# RECORDS FOR THIS EXERCISE:
:::

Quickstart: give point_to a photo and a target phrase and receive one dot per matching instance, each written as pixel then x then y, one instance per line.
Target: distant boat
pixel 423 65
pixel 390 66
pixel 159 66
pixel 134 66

:::

# YOUR TASK:
Each line above is to be reproduced exactly. Leave none out.

# ANSWER SPACE:
Quickstart: give point_to a photo and a target phrase and receive one dot per matching instance, each written as pixel then x then y, one instance per line.
Target: distant boat
pixel 423 65
pixel 390 66
pixel 159 66
pixel 134 66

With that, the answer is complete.